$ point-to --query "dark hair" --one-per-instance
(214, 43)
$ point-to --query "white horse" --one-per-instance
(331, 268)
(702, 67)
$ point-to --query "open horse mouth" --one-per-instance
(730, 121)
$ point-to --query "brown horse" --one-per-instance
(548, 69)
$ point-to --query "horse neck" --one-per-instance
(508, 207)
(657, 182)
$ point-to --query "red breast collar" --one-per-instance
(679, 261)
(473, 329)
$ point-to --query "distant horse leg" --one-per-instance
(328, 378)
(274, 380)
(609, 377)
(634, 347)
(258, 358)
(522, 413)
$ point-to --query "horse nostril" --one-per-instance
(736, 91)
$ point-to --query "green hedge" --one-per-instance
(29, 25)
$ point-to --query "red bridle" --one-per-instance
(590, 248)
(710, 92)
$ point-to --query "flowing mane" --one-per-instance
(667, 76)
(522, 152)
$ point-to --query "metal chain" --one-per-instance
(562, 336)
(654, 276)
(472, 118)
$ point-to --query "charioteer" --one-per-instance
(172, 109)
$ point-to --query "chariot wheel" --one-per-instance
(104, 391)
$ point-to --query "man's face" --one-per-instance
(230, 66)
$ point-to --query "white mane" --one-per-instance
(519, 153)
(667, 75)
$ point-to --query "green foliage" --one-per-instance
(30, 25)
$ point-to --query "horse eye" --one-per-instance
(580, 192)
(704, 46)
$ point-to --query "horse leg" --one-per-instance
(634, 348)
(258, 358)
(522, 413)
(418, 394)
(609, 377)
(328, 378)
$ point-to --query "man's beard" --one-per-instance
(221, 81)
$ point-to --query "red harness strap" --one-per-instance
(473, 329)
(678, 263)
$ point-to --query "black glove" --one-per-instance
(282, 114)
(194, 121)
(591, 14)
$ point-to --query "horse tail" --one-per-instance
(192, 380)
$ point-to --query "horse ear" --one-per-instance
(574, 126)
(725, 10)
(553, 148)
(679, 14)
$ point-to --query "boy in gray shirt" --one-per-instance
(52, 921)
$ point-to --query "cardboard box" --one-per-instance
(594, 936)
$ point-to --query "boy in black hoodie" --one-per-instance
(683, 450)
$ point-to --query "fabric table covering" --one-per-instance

# EXERCISE AIM
Identify every line in the records above that contains the string "mane", and copy each of those lines. Case counts.

# RESULT BELOW
$ point-to --query "flowing mane" --one-per-instance
$ point-to --query "white mane" --one-per-instance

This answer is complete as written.